▸ What to produce:
Could you give the data below again exactly, apart from the pictures?

▸ Supplied data:
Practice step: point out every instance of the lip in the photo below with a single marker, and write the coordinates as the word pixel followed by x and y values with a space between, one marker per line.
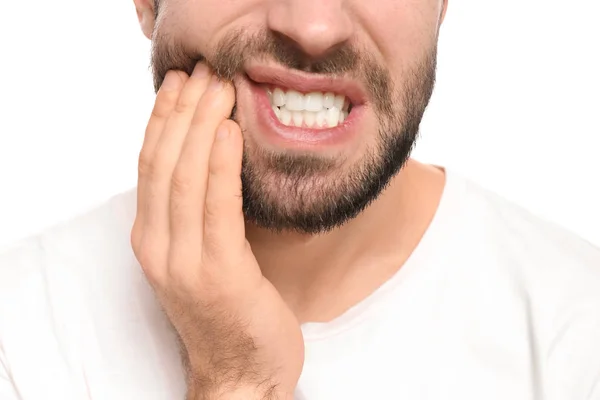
pixel 299 138
pixel 305 83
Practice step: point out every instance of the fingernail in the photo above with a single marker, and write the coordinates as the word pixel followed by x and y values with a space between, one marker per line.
pixel 171 81
pixel 222 132
pixel 200 70
pixel 215 83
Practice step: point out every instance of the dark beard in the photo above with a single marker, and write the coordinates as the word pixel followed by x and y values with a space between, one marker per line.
pixel 304 193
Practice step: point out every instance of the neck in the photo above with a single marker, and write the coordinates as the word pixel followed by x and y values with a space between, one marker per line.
pixel 320 276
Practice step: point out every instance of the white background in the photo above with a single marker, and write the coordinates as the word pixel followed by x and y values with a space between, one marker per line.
pixel 516 106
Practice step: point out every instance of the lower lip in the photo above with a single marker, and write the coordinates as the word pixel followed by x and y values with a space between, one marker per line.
pixel 274 130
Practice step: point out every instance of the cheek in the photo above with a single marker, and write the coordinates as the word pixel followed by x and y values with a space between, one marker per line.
pixel 400 30
pixel 201 23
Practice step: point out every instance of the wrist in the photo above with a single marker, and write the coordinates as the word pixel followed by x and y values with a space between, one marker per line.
pixel 261 392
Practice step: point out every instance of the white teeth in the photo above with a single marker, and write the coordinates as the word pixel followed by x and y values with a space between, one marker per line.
pixel 286 116
pixel 277 111
pixel 339 101
pixel 321 117
pixel 310 118
pixel 298 118
pixel 328 100
pixel 311 110
pixel 294 101
pixel 278 97
pixel 313 101
pixel 333 117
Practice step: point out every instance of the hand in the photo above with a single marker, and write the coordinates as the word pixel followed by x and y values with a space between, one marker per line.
pixel 237 334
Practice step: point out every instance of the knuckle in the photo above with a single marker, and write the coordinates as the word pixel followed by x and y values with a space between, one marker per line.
pixel 212 211
pixel 183 106
pixel 149 261
pixel 181 184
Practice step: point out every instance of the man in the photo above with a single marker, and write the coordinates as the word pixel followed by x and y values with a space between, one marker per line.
pixel 281 244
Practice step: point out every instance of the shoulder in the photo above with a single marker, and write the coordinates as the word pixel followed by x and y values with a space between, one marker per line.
pixel 556 275
pixel 69 250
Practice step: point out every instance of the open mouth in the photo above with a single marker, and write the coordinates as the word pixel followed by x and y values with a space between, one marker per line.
pixel 313 110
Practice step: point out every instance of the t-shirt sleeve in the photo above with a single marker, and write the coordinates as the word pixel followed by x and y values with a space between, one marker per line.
pixel 573 358
pixel 7 389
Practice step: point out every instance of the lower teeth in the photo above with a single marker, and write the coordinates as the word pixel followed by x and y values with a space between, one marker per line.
pixel 326 118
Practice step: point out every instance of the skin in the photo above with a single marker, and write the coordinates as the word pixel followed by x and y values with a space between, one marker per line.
pixel 220 278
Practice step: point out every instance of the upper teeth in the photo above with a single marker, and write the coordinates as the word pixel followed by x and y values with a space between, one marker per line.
pixel 315 109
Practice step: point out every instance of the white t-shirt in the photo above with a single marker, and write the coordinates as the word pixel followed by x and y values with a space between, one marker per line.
pixel 494 304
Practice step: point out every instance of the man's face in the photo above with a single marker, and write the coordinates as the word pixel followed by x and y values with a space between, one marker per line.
pixel 329 94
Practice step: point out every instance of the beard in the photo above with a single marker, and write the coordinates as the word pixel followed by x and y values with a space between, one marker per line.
pixel 306 193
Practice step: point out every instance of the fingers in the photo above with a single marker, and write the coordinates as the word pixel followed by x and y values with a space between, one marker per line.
pixel 223 216
pixel 158 180
pixel 191 172
pixel 160 153
pixel 165 102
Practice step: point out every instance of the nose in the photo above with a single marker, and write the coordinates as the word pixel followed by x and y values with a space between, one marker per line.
pixel 317 27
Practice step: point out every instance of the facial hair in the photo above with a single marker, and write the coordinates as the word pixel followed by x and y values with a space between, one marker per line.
pixel 304 193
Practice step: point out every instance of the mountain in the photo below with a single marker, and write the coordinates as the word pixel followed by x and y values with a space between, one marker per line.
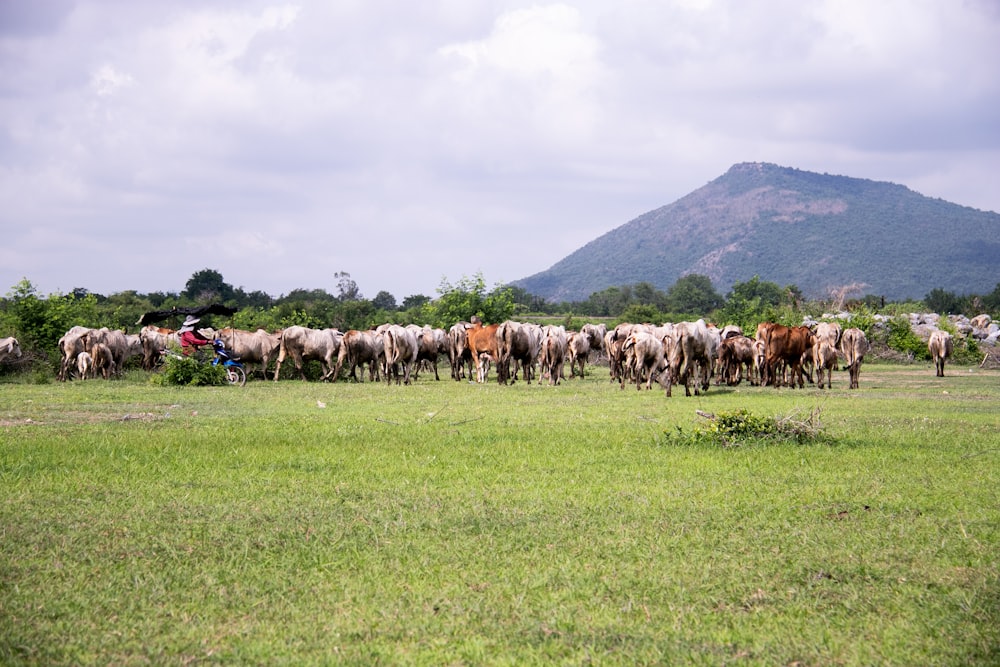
pixel 791 227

▸ Written answer:
Practice step: point out every instance of the lip in the photo below with a single marker, and write the coordinates as the word pixel followed by x and y values with a space between, one marker per line.
pixel 299 138
pixel 305 83
Practice step: point out every instance of the fingernail in the photo above with a single marker, and write the coordinates as the word pixel followed by x and y values with a space between, one marker per line.
pixel 171 81
pixel 222 132
pixel 200 70
pixel 215 83
Practice step: point out every instance of the dark beard in the photo above with a single marker, and write the coordinates as the word pixel followed by x and y values with a space between, one marker per line.
pixel 304 193
Practice step: point out every instance of the neck in the photo above with a single marker, and write the coordinates as the word pixel followed by x and y values with a space between, one marker per line.
pixel 320 276
Practice step: point out every instance of the white background in the photo above with a single marker, and write the coordinates as the word pixel followed by x and y values with a space between, one marker per line.
pixel 516 106
Practice step: point out every instance of the lower lip in the photo above with a single marker, and write the coordinates as the word pixel followed by x and y values with a space between, one marker per line.
pixel 274 130
Practice step: point out every instance of the cheek in the photo above with a single marker, and write the coordinates as the word pixel followed by x and y values with a space between, one marker per line.
pixel 400 30
pixel 201 23
Practice step: point out every instance of the wrist in the photo above with a single marker, and write the coordinates as the word pixel followed by x and y values with a space between, one marker per line.
pixel 261 392
Practice step: point out every instance of the white teeth in the photo above with a single marker, and write the coordinates as the word pixel followed by x and y values with a space between, one marker per line.
pixel 286 116
pixel 277 111
pixel 339 101
pixel 321 117
pixel 310 118
pixel 298 118
pixel 328 100
pixel 311 110
pixel 294 101
pixel 278 97
pixel 313 101
pixel 333 117
Practice step: point out every instance of the hand in the photo above with a single marker, and write the coordinates as the word pixel followed by x and y values with a space between, one marker per line.
pixel 237 334
Practice step: point out every instance of the knuckle in the photo above with a single marker, and write the coordinates as the word pixel followed by x and y values with a space between, one marker per line.
pixel 212 211
pixel 183 106
pixel 149 261
pixel 181 184
Practice step: point out every instance of the man in the photo above with a single marker, and write the coordinates as the word pixel followed by x and y values with a space between, one marker per line.
pixel 281 244
Practice step: point out every instance of the shoulder in the photo above with a single marker, and write the coordinates as the word pixel followed by x and y values with a space between, one marker per line.
pixel 556 275
pixel 69 250
Practice step: point out every instance of the open mouth in the photo above with a single marker, and write the coordinates as the word pixel followed by x and y values with a space between, one marker per line.
pixel 313 110
Practice step: point out every instance of the t-shirt sleeve in the photo above with a single marker, and write the coordinates as the word pixel followed by x and y values with a space between, one marker per line.
pixel 573 358
pixel 7 389
Practice step: point out every instance of the lower teeth in the photo above with a single marker, and write the coordinates as the word pixel followed by x and y values with a space between, one marker per line.
pixel 326 118
Practice step: point out every instance of the skin in the photo above with a single marker, and write the coordinates as the word pixel followed by x and y values with a space between, one marker per line.
pixel 220 278
Practice step: point out every instance of the upper teeth in the photo above with a single marker, and write the coordinates as the word pixel followed by x and y values with a space between, one marker per line.
pixel 315 109
Practice step: point out every instance of the white t-shirt in the photo above with a single marker, and write the coordinates as the word pixel followed by x and y values with a space between, one marker per line.
pixel 494 304
Practice step: point out every instance of the man's face in the photo above with a single marker, and write the coordinates as the word pixel followed by x and y values with a space between, one marker per line.
pixel 329 94
Practice step: point out every instance of the beard in the photo above with a single marker, and write the coordinates as the word pixel followed by x and y values with a space between, one marker per line.
pixel 306 193
Practice step: point out every instance of the fingers in the photo above with a single marker, and write the coordinates as the word pixel followed by x and y values with a space between, one marker per line.
pixel 223 216
pixel 158 180
pixel 191 172
pixel 160 153
pixel 165 102
Practice step: point out every instance of the nose in the photo above with a single marker, and write the coordinates as the word pixel followed by x and y values with a space between, one marker per line.
pixel 317 27
Practice step: point out every instance of the facial hair in the photo above with a single marker, and write the coordinates as the word pixel followed by x and y values with a space between, one marker per line.
pixel 304 193
Practice step: point out every instance of the mountain in the photo below with a single marker, and write the coordinates as the word pixel followed by x and y values with a space between, one marker per line.
pixel 791 227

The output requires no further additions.